## [TASK OBJECTIVE]
Retype exactly the lines that run from the line with "For every instance of the water" to the final line of the entries, keeping both ends and nothing else.

********

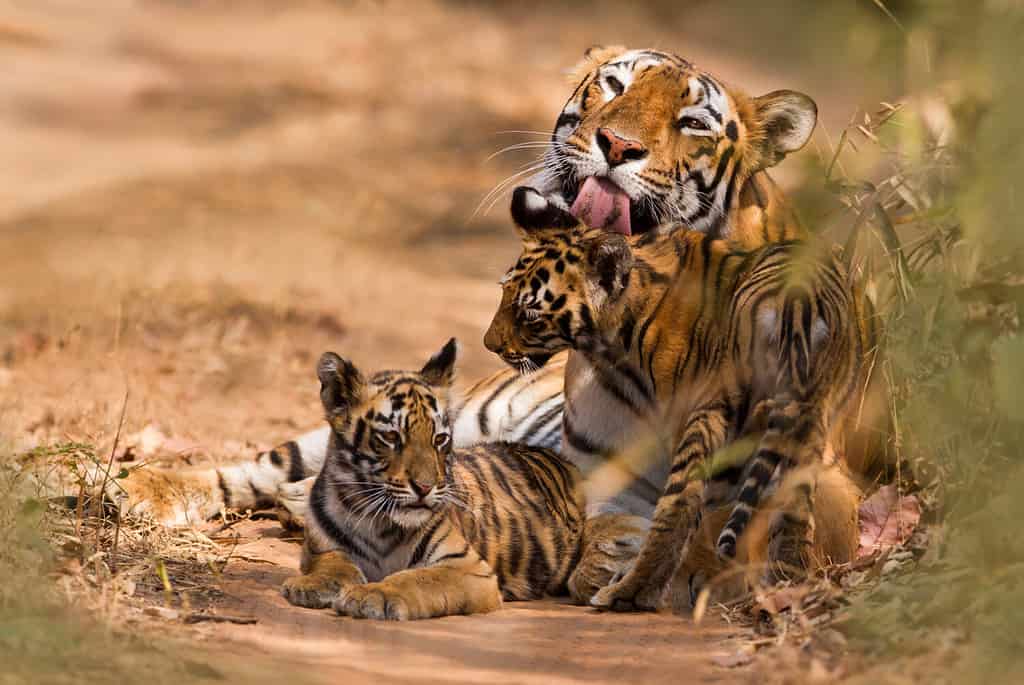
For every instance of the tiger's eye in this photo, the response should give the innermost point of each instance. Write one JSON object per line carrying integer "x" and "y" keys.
{"x": 389, "y": 438}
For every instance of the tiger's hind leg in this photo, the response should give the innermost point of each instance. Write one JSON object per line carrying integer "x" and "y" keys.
{"x": 325, "y": 576}
{"x": 610, "y": 545}
{"x": 293, "y": 503}
{"x": 644, "y": 585}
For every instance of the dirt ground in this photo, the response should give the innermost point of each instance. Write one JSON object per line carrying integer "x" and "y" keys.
{"x": 199, "y": 198}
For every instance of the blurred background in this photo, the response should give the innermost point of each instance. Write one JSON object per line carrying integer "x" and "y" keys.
{"x": 199, "y": 197}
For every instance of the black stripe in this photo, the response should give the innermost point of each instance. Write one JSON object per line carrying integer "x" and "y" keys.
{"x": 328, "y": 524}
{"x": 296, "y": 469}
{"x": 421, "y": 549}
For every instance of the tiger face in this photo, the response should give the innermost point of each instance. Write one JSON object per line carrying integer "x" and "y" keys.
{"x": 648, "y": 139}
{"x": 390, "y": 444}
{"x": 564, "y": 279}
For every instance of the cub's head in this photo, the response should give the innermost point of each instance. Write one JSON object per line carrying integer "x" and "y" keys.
{"x": 563, "y": 280}
{"x": 390, "y": 446}
{"x": 647, "y": 138}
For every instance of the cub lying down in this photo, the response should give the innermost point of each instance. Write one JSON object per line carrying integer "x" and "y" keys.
{"x": 400, "y": 525}
{"x": 834, "y": 541}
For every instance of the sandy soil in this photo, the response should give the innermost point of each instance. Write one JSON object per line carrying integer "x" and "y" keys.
{"x": 526, "y": 642}
{"x": 199, "y": 198}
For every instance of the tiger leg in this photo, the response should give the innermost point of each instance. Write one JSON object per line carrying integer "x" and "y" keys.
{"x": 644, "y": 585}
{"x": 796, "y": 434}
{"x": 324, "y": 578}
{"x": 458, "y": 585}
{"x": 610, "y": 545}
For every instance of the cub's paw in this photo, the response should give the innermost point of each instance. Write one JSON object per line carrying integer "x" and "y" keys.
{"x": 611, "y": 545}
{"x": 374, "y": 600}
{"x": 630, "y": 594}
{"x": 312, "y": 592}
{"x": 293, "y": 504}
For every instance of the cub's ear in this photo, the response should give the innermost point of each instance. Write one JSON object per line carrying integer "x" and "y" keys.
{"x": 439, "y": 370}
{"x": 535, "y": 215}
{"x": 341, "y": 384}
{"x": 610, "y": 260}
{"x": 784, "y": 121}
{"x": 593, "y": 57}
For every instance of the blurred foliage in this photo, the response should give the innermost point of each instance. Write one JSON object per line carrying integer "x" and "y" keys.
{"x": 927, "y": 190}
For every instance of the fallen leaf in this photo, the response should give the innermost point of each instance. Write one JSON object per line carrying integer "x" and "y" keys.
{"x": 741, "y": 656}
{"x": 162, "y": 612}
{"x": 147, "y": 440}
{"x": 777, "y": 600}
{"x": 887, "y": 519}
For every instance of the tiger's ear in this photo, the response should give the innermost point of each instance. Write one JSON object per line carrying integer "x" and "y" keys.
{"x": 439, "y": 370}
{"x": 784, "y": 121}
{"x": 593, "y": 57}
{"x": 341, "y": 384}
{"x": 538, "y": 217}
{"x": 609, "y": 261}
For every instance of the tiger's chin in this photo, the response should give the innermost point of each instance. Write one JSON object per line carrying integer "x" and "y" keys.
{"x": 412, "y": 517}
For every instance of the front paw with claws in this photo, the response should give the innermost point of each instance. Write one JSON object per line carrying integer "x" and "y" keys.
{"x": 374, "y": 600}
{"x": 630, "y": 594}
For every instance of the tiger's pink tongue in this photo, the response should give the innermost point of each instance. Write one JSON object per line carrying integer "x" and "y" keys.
{"x": 601, "y": 204}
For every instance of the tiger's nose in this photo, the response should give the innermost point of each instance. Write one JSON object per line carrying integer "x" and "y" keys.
{"x": 421, "y": 487}
{"x": 493, "y": 341}
{"x": 619, "y": 150}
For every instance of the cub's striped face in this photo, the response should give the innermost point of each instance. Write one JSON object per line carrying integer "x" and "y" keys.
{"x": 391, "y": 436}
{"x": 557, "y": 288}
{"x": 647, "y": 139}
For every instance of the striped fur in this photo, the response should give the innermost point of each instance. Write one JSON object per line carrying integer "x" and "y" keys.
{"x": 704, "y": 344}
{"x": 700, "y": 146}
{"x": 402, "y": 525}
{"x": 714, "y": 183}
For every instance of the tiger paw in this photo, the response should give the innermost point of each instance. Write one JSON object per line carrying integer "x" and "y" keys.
{"x": 293, "y": 504}
{"x": 376, "y": 601}
{"x": 613, "y": 541}
{"x": 312, "y": 592}
{"x": 630, "y": 594}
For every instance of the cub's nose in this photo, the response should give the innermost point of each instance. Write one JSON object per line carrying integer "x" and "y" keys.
{"x": 617, "y": 150}
{"x": 421, "y": 487}
{"x": 493, "y": 341}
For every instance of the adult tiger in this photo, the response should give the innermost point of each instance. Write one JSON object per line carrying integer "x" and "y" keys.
{"x": 705, "y": 347}
{"x": 645, "y": 141}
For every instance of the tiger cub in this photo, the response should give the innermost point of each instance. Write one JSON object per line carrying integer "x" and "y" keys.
{"x": 400, "y": 525}
{"x": 834, "y": 541}
{"x": 715, "y": 345}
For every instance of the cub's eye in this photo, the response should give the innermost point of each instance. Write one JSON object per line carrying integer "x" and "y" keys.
{"x": 693, "y": 124}
{"x": 388, "y": 438}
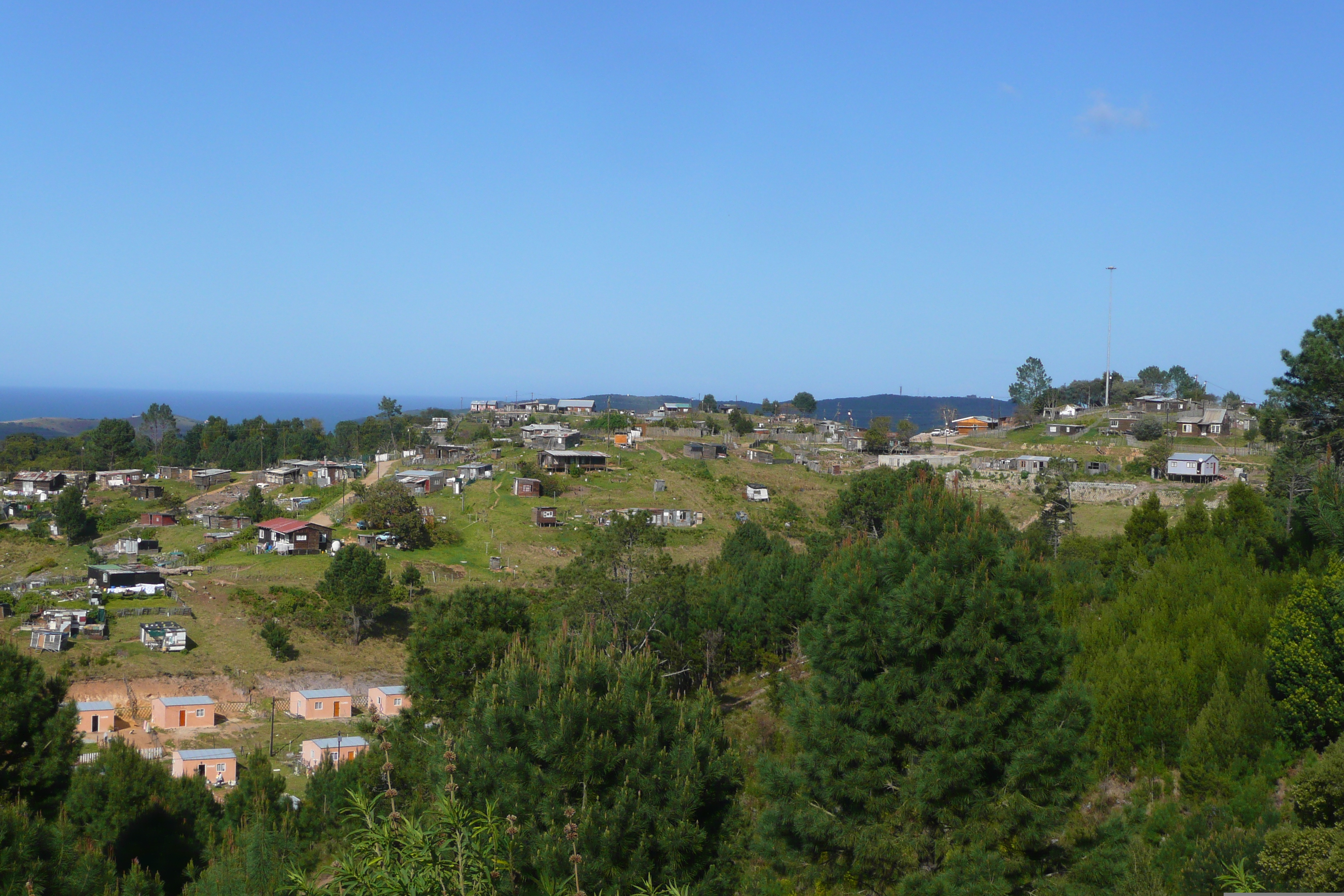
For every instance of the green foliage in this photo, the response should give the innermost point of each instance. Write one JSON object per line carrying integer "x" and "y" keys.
{"x": 1312, "y": 387}
{"x": 1152, "y": 656}
{"x": 1028, "y": 390}
{"x": 37, "y": 731}
{"x": 277, "y": 641}
{"x": 873, "y": 496}
{"x": 576, "y": 723}
{"x": 458, "y": 639}
{"x": 1147, "y": 524}
{"x": 356, "y": 588}
{"x": 70, "y": 516}
{"x": 145, "y": 816}
{"x": 1306, "y": 653}
{"x": 936, "y": 728}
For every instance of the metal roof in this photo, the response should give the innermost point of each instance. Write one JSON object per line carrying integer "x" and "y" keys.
{"x": 221, "y": 753}
{"x": 89, "y": 706}
{"x": 330, "y": 743}
{"x": 186, "y": 702}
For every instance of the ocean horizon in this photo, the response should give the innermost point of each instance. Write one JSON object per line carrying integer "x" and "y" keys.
{"x": 19, "y": 403}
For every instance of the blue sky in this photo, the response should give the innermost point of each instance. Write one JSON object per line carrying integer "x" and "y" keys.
{"x": 744, "y": 199}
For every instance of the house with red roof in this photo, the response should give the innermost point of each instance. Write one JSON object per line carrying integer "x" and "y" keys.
{"x": 292, "y": 537}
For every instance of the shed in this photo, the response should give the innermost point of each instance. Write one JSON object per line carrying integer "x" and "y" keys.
{"x": 158, "y": 519}
{"x": 167, "y": 637}
{"x": 96, "y": 716}
{"x": 336, "y": 749}
{"x": 1193, "y": 468}
{"x": 1030, "y": 463}
{"x": 561, "y": 461}
{"x": 293, "y": 537}
{"x": 527, "y": 488}
{"x": 327, "y": 703}
{"x": 182, "y": 713}
{"x": 389, "y": 700}
{"x": 217, "y": 766}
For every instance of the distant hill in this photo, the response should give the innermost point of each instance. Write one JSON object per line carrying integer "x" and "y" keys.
{"x": 922, "y": 410}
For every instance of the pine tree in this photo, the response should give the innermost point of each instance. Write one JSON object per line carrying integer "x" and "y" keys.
{"x": 936, "y": 727}
{"x": 576, "y": 725}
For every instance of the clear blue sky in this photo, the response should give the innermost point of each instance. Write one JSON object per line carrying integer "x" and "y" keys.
{"x": 745, "y": 199}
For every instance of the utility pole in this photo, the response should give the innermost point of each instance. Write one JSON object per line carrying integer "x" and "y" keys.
{"x": 1111, "y": 301}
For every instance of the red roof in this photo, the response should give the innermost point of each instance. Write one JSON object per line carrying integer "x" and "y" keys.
{"x": 281, "y": 524}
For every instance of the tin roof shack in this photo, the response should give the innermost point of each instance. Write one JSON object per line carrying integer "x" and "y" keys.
{"x": 527, "y": 488}
{"x": 705, "y": 452}
{"x": 96, "y": 716}
{"x": 326, "y": 703}
{"x": 167, "y": 637}
{"x": 1158, "y": 403}
{"x": 476, "y": 471}
{"x": 214, "y": 522}
{"x": 39, "y": 483}
{"x": 283, "y": 475}
{"x": 574, "y": 406}
{"x": 158, "y": 519}
{"x": 182, "y": 713}
{"x": 122, "y": 575}
{"x": 389, "y": 700}
{"x": 217, "y": 766}
{"x": 336, "y": 749}
{"x": 561, "y": 461}
{"x": 119, "y": 479}
{"x": 1209, "y": 421}
{"x": 1193, "y": 468}
{"x": 1124, "y": 422}
{"x": 550, "y": 437}
{"x": 293, "y": 537}
{"x": 451, "y": 453}
{"x": 50, "y": 634}
{"x": 1028, "y": 463}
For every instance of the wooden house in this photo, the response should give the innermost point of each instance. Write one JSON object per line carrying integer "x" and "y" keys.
{"x": 218, "y": 766}
{"x": 561, "y": 461}
{"x": 182, "y": 713}
{"x": 96, "y": 716}
{"x": 326, "y": 703}
{"x": 524, "y": 488}
{"x": 293, "y": 537}
{"x": 338, "y": 750}
{"x": 1193, "y": 468}
{"x": 389, "y": 700}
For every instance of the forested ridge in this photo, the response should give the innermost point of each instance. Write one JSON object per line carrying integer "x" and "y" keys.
{"x": 940, "y": 703}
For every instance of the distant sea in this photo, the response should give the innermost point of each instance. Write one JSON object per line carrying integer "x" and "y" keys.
{"x": 93, "y": 403}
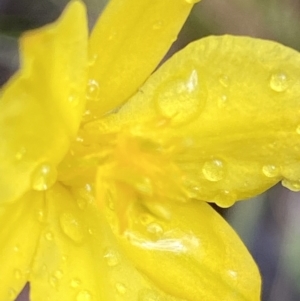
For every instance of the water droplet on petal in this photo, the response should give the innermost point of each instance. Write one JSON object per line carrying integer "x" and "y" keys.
{"x": 44, "y": 177}
{"x": 213, "y": 170}
{"x": 84, "y": 296}
{"x": 180, "y": 99}
{"x": 279, "y": 82}
{"x": 75, "y": 283}
{"x": 71, "y": 226}
{"x": 270, "y": 171}
{"x": 111, "y": 257}
{"x": 49, "y": 236}
{"x": 121, "y": 288}
{"x": 93, "y": 90}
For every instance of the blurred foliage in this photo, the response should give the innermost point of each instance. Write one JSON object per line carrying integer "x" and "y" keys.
{"x": 269, "y": 224}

********

## [COMPLETE RESPONSE]
For every instance of the water droplet on petal in this photo, the response should give the innermost point of each instance. Write one JSON object per line carrying integer "x" and "y" keys.
{"x": 44, "y": 177}
{"x": 213, "y": 170}
{"x": 84, "y": 296}
{"x": 180, "y": 99}
{"x": 279, "y": 82}
{"x": 75, "y": 283}
{"x": 71, "y": 226}
{"x": 270, "y": 171}
{"x": 111, "y": 257}
{"x": 49, "y": 236}
{"x": 121, "y": 288}
{"x": 93, "y": 90}
For every instance of the blurred foliage in this photo, the response should give the innermost point of each instance. Write one JSON object per line carrying integer "x" and "y" keys.
{"x": 269, "y": 224}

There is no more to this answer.